Transcribe the records that follow exactly. Skip the pictures.

Referring expression pointing data
============================================================
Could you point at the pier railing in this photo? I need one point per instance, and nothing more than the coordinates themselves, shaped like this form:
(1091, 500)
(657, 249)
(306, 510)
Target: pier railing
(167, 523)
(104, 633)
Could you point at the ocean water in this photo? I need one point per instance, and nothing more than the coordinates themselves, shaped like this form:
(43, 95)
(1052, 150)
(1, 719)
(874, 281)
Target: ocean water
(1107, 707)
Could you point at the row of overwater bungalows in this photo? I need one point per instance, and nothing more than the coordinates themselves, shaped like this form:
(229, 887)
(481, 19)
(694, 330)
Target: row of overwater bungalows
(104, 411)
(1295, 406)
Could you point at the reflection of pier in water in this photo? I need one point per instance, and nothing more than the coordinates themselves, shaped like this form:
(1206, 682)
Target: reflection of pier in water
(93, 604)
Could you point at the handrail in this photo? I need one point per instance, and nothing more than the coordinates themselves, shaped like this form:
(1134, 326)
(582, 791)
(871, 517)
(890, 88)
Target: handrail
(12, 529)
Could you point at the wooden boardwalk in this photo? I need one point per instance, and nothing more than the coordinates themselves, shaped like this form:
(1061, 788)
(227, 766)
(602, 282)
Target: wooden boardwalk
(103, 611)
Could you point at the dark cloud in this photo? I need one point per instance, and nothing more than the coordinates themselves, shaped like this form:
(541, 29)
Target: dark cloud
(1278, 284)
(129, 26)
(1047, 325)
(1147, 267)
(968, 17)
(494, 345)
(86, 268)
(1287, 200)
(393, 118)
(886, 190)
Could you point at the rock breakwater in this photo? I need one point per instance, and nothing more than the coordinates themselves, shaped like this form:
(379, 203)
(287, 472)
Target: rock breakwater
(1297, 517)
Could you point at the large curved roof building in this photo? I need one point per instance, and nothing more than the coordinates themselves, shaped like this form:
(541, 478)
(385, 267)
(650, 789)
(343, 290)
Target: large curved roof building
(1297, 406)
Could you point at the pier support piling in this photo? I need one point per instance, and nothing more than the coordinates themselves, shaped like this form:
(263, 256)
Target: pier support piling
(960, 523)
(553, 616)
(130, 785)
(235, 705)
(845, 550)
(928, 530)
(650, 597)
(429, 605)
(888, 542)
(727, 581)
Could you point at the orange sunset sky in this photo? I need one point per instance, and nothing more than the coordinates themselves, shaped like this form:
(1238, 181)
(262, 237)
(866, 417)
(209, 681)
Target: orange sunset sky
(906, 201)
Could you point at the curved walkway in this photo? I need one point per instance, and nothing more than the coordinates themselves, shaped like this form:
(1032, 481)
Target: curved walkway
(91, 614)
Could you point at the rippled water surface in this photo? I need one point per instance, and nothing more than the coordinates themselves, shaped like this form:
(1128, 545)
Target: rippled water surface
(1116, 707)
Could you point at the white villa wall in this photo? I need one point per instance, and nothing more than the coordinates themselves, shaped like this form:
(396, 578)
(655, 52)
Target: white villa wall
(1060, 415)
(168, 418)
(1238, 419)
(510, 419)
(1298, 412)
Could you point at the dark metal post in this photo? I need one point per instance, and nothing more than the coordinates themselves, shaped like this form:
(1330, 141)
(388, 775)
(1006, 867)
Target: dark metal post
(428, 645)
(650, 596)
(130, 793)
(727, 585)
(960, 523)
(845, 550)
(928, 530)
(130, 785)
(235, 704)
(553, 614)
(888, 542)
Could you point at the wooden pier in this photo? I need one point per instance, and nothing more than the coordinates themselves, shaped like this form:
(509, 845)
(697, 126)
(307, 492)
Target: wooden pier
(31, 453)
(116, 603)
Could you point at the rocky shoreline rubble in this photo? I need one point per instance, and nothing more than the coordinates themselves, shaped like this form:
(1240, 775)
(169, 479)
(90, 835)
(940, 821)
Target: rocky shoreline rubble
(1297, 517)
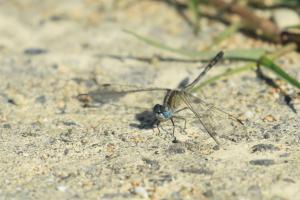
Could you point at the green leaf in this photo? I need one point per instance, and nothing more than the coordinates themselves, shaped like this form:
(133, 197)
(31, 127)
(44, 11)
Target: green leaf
(237, 54)
(268, 63)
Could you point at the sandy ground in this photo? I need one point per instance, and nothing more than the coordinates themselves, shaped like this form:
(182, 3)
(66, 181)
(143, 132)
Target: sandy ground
(54, 148)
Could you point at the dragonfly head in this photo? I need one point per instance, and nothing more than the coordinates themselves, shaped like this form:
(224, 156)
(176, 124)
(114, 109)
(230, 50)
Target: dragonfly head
(162, 112)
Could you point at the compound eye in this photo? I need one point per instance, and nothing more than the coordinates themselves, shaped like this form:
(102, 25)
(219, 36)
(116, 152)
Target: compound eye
(157, 108)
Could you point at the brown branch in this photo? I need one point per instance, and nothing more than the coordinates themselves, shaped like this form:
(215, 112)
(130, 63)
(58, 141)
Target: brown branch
(252, 21)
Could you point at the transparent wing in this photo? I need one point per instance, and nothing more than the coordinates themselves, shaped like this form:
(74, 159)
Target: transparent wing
(216, 122)
(111, 92)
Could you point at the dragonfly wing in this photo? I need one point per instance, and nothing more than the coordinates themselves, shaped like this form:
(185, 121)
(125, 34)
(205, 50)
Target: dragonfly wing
(216, 121)
(112, 92)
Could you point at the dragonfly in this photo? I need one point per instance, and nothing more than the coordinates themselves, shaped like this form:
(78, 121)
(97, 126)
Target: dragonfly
(211, 118)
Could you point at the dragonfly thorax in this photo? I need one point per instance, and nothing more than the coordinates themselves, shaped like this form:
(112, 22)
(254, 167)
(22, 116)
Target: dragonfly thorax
(162, 112)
============================================================
**Task answer**
Could you point at the pier railing in this photo? I need one point per instance, and nothing more than the coordinates themselves, shaped like this form:
(1091, 500)
(657, 249)
(306, 510)
Target: pier railing
(167, 523)
(104, 633)
Could you point at the ocean water in this photo? I need one point per instance, and nothing more than the coordinates themselves, shaped like this form:
(43, 95)
(1052, 150)
(1, 719)
(874, 281)
Target: ocean water
(1107, 707)
Could you point at the row of overwater bungalows in this photo? I need one point per instance, and nothing more than the coordinates themselves, shaped like this form:
(229, 887)
(481, 19)
(694, 330)
Target: row of overwater bungalows
(104, 411)
(1295, 406)
Could you point at the reflection of pier in water in this photo? I need one point per instance, and nothing more than the coordinates themselves, shaped like this form:
(1206, 682)
Target: reflection of pier in water
(93, 604)
Could you point at the handrail in this photo? I need one point per instance, and nothing more than the coordinates themselves, shaped like this form:
(1134, 326)
(582, 791)
(871, 517)
(890, 88)
Target: handrail
(12, 529)
Could you point at the wooden boardwalk in this photo? I need one point per instance, and nothing more than the coordinates themselves, shaped like this form:
(1061, 788)
(227, 766)
(602, 282)
Target: wooden boardwalk
(103, 611)
Could you point at the dark cloud in this photo? I need one point per instance, and nothing more than the coordinates themselves, shaped like this form:
(541, 29)
Target: dark cloud
(1278, 284)
(129, 26)
(1047, 325)
(1147, 267)
(968, 17)
(494, 345)
(86, 268)
(1287, 200)
(393, 118)
(886, 190)
Could you point at the rock breakwater in this photo? I need one point per instance, and nothing more than the coordinates themselves, shaped like this form:
(379, 203)
(287, 472)
Target: rock breakwater
(1297, 517)
Could you point at the large curved roof building in this photo? I need one point per instance, and nothing more than the coordinates themselves, shaped like this form:
(541, 478)
(385, 267)
(650, 789)
(343, 290)
Target: large curved roof building
(1297, 406)
Could you point at the pier support piling in this photo? I need one point per instance, and nothing more than the coordinates themselves, shaped like this form:
(263, 256)
Target: pier support piling
(960, 523)
(553, 616)
(130, 785)
(235, 705)
(845, 550)
(928, 530)
(650, 597)
(429, 605)
(888, 542)
(727, 581)
Could you point at the orange sunset sky in this photo? I need one point per instance, and nothing more than the coordinates themselves, shaped like this form:
(1238, 181)
(262, 237)
(866, 417)
(209, 681)
Target: orange sunset sky
(906, 201)
Could you point at the curved walkway in this photo? I need one point per instance, and nothing more than the coordinates themselves, shaped like this form:
(1032, 481)
Target: curved walkway
(91, 614)
Could you point at the rippled water surface in this photo? I need one point per instance, and nothing more than the coordinates themselves, shaped like this form:
(1128, 545)
Target: rippled water surface
(1116, 707)
Could you point at the white villa wall in this photo? I need one point per instance, and nothing more than the coordinates themselves, shaped like this form:
(396, 578)
(655, 52)
Target: white villa wall
(1060, 415)
(168, 418)
(1238, 419)
(510, 419)
(1298, 412)
Could you point at the dark metal post in this photo? I need one point per instance, and nothing more than the coordinates themselves, shaped like this form:
(1330, 141)
(388, 775)
(1006, 867)
Target: dark metal post
(428, 645)
(650, 596)
(130, 793)
(727, 585)
(960, 523)
(845, 550)
(928, 530)
(130, 785)
(235, 704)
(553, 614)
(888, 542)
Could you point at the wooden pier in this photo? I need one point per instance, and nothing more than the coordinates themselves, shaped like this form:
(509, 845)
(697, 126)
(307, 492)
Target: wooden pier
(31, 453)
(116, 603)
Could you point at the rocky shoreline rubble in this photo? I need one point per instance, and nothing more than the coordinates themselves, shaped like this form:
(1240, 775)
(169, 479)
(90, 835)
(940, 821)
Target: rocky shoreline rubble
(1297, 517)
Could you point at the green leaf in this photo? I need one point per instance, and nothing more than the coordinates themselves, shaped like this form:
(133, 197)
(31, 127)
(44, 11)
Target: green leaf
(237, 54)
(268, 63)
Could you point at the sandy ground in this photo? I need one point per instance, and nothing more than the coordinates themselves, shaped like this form:
(182, 3)
(66, 181)
(143, 132)
Target: sandy ground
(54, 148)
Could you point at the dragonfly head in this photo? I need one point per instance, and nothing more than the coordinates themselves, shaped like this form:
(224, 156)
(176, 124)
(114, 109)
(230, 50)
Target: dragonfly head
(162, 112)
Could you point at the compound eye in this photo? I need one point per instance, and nothing more than the coordinates themselves, shaped like this form:
(102, 25)
(219, 36)
(116, 152)
Target: compound eye
(157, 108)
Could you point at the brown branch in this photo? I need one point per instance, and nothing more than the coordinates themselves, shaped like this form:
(215, 112)
(130, 63)
(58, 141)
Target: brown branch
(252, 21)
Could you point at the transparent wing in this photo? I need one point per instance, and nothing more than the coordinates themselves, shaped like this form:
(74, 159)
Target: transparent wing
(216, 122)
(111, 92)
Could you point at the dragonfly wing in this photo? I need one point per instance, and nothing more than the coordinates themselves, shaped like this form:
(185, 121)
(125, 34)
(205, 50)
Target: dragonfly wing
(216, 121)
(112, 92)
Could you point at the dragonfly in this photo? I need one point per instance, and nothing more than the coordinates themselves, shaped like this form:
(78, 121)
(97, 126)
Target: dragonfly
(211, 118)
Could you point at the dragonfly thorax in this photo? I need one point per instance, and nothing more than the coordinates themselves, shaped like this form:
(112, 22)
(254, 167)
(22, 116)
Target: dragonfly thorax
(162, 112)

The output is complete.